**** Passage shown ****
While it is certainly true that there is an intimate connection between the institutions of the family and marriage, one could argue that at least some species of animals mate and live in groups that could be called families, but only human beings marry. This make marriage, like religion, a specifically human creation.
There is no question that the family and the institution of marriage has changed dramatically over the past two hundred years. While there remains some vestiges of traditional family practices in the West, particularly among those who have only recently immigrated, freedom, equality, and individualism have deeply affected the norms regulating marriage and the family.
Two hundred and fifty years ago throughout most of Europe and North America (as well as the rest of the world) marriages were primarily economic transactions arranged by families, dowries were common, and the virginity of the bride was important. Parents exercised considerable influence over who their children married, although women could veto their families choice of a mate. Suitors had to secure the consent of their future father-in-laws, and they had to show evidence of economic achievement. As a rule young men had to be self-sufficient before marriage. In colonial New England , marriages were considered to be civil contracts and were initially performed by magistrates. At the beginning of the eighteenth century the clergy were authorized to officiate at weddings.
**** Dataset records ****
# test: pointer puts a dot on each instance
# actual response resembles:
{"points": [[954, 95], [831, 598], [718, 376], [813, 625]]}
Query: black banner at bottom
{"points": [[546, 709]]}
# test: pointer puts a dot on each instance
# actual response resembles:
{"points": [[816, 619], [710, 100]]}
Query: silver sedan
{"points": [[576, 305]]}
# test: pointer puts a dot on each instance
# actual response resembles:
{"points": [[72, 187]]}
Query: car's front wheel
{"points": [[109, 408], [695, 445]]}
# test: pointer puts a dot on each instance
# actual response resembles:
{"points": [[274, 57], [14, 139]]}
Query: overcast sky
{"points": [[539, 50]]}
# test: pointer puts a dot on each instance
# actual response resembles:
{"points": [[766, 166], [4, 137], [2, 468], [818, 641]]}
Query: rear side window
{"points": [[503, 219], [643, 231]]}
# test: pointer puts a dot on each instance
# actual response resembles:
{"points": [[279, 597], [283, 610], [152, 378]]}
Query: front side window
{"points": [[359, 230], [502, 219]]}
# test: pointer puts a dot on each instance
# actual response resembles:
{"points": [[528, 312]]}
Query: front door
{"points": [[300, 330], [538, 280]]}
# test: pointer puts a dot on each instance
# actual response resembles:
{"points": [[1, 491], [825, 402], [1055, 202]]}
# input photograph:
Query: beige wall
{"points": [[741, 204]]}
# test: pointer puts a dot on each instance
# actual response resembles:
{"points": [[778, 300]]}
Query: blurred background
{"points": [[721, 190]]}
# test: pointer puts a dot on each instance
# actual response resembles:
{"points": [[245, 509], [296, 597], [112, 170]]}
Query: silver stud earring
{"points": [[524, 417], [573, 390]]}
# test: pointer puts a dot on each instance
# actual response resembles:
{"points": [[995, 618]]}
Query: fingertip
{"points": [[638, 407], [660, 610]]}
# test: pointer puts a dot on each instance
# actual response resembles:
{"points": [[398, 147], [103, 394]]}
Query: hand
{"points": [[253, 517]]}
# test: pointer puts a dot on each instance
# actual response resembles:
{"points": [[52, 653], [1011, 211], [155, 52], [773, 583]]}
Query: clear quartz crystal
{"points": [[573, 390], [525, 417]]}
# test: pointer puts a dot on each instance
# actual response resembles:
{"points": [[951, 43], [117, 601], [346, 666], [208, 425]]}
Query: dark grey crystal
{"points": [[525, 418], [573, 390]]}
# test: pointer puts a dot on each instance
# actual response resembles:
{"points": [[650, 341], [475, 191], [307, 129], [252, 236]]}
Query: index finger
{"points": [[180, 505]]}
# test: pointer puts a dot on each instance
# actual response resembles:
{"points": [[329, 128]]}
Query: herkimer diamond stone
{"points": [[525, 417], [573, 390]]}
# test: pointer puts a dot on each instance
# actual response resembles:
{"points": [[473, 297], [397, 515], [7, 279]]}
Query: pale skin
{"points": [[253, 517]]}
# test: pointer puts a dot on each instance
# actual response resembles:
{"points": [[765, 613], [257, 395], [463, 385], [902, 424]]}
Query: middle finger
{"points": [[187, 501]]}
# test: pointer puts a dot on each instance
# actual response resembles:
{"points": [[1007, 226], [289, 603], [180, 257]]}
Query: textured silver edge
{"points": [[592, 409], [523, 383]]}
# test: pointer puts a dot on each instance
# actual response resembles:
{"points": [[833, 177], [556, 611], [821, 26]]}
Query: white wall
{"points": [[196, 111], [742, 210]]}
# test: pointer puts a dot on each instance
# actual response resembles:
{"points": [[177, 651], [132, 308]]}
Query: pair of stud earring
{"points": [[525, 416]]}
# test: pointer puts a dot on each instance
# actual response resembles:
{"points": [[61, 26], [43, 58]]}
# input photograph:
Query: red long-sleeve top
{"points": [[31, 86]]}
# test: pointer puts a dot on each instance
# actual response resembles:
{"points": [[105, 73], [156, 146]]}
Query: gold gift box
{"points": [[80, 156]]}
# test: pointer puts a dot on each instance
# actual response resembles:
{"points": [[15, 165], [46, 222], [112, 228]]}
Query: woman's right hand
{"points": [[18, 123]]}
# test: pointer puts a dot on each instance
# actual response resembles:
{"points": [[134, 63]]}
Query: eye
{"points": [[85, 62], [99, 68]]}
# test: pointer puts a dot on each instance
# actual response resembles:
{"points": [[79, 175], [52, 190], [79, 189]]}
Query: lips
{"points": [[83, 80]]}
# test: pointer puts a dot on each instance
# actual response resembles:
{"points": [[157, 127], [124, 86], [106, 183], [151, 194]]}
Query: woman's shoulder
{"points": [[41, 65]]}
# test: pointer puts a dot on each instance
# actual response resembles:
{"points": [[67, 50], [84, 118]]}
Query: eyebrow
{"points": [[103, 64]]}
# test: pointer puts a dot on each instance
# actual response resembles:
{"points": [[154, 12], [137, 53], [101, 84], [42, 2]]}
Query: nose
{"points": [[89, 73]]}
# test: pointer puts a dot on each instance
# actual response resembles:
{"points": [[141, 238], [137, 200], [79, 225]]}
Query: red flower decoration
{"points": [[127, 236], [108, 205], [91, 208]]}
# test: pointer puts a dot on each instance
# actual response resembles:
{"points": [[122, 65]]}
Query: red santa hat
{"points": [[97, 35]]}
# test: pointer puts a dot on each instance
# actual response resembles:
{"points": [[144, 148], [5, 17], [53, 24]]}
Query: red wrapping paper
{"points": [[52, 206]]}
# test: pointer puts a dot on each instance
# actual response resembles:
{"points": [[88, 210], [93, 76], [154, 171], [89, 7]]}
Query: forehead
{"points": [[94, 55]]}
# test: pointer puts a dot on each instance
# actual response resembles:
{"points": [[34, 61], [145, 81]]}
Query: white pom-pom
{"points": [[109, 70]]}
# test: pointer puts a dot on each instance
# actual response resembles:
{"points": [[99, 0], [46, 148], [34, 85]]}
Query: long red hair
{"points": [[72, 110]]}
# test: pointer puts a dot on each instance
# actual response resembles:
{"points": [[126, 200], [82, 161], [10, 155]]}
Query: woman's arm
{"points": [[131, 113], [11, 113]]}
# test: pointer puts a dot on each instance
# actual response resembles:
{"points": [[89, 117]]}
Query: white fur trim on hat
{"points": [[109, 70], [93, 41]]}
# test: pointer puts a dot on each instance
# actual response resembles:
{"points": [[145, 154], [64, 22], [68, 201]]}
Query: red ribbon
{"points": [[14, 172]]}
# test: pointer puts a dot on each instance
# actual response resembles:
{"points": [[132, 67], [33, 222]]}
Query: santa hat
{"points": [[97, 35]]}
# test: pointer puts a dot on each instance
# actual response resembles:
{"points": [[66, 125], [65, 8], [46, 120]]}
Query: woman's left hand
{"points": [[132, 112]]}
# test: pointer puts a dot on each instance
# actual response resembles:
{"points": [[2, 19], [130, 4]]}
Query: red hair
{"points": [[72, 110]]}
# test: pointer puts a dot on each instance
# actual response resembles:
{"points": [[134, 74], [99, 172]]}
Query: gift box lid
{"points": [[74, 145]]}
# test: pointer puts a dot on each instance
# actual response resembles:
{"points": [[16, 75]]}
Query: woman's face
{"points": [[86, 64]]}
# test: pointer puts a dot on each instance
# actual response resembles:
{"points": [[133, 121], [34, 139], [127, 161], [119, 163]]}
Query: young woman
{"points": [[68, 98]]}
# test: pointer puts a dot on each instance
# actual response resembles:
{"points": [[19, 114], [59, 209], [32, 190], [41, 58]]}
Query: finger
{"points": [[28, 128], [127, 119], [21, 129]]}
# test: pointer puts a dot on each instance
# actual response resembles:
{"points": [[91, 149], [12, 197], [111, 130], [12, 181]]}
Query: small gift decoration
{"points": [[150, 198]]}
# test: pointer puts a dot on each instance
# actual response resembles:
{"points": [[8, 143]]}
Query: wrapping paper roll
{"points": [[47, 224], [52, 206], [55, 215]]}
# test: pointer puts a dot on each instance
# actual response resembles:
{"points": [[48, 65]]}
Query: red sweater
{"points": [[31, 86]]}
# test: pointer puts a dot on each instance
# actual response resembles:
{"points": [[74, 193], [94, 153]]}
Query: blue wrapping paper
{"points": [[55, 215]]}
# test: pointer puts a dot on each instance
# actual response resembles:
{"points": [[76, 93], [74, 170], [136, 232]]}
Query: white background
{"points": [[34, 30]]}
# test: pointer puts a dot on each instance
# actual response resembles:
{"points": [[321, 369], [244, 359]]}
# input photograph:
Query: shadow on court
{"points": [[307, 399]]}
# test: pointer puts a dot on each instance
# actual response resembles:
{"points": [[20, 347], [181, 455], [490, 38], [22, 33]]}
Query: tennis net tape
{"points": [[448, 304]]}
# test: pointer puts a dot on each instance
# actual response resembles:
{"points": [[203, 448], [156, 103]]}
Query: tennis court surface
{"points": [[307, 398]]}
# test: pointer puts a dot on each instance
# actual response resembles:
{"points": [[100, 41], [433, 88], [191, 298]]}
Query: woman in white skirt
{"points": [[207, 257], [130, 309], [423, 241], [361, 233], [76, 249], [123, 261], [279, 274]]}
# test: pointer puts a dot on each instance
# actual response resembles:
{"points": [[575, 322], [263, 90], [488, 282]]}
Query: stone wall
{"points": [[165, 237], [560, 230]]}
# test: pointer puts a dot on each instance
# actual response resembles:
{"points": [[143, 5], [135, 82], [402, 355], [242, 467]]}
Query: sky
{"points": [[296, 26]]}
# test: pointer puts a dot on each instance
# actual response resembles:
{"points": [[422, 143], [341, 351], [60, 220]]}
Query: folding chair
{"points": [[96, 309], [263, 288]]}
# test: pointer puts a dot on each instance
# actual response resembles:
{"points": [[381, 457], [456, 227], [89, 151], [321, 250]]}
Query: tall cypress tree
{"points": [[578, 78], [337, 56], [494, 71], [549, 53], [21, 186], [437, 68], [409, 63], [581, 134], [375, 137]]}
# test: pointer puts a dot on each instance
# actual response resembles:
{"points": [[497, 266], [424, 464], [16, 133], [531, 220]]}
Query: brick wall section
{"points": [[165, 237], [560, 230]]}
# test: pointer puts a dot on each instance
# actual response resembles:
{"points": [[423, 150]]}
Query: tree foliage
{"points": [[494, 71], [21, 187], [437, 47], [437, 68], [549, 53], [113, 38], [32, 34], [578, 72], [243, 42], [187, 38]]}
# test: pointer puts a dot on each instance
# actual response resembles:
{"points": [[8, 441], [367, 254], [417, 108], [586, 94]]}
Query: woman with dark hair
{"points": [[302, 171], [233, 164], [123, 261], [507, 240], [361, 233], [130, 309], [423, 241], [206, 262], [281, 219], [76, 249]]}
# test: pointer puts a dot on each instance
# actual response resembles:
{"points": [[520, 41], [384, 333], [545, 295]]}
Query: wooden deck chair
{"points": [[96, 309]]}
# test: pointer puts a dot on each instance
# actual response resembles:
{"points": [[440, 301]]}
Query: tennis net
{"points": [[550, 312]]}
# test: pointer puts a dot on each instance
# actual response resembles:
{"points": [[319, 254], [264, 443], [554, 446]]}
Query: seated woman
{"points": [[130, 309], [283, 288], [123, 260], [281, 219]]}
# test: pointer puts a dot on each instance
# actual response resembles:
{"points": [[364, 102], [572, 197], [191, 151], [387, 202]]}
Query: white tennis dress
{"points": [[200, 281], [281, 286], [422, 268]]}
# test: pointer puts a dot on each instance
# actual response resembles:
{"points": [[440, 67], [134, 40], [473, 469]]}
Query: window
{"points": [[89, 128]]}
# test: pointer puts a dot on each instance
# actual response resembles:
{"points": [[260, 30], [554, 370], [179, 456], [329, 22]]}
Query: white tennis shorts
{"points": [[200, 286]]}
****
Task requirements:
Go on with the passage on marriage and the family, starting after its final sentence. The dataset entries are separate material and have no connection to the passage on marriage and the family.

Reply to the task:
During this period, there were, of course couples who were married by unauthorized individuals, and some couples even married themselves. This occurred more often in the Southern colonies where the clergy was authorized to perform marriages, but there were fewer clergy. In general, the norms surrounding marriage were less rigid than in the North. Although men were to initiate courtship, flirtation on the part of women was an acceptable way of showing a man she was interested in him. Thus, It is possible that in the South some form of love or affection between the prospective mates was a factor in their marriage. Love no doubt sometimes occurred in New England prior to marriage. This is evident from divorce petitions in which loss of affection or heart break is mentioned. However, conjugal love was the bond that was stressed, and was the bond that held them together. “‘Conjugal love, the enduring and stable form of love in marriage was “a duty imposed by God on all married couples, and a solemn obligation that resulted directly from the marriage contract’” (Queen 1985, 200).
In any case, prior to the nineteenth century a woman’s family traded her dowry (if she had one) and her virginity for her husband’s name and her future economic security.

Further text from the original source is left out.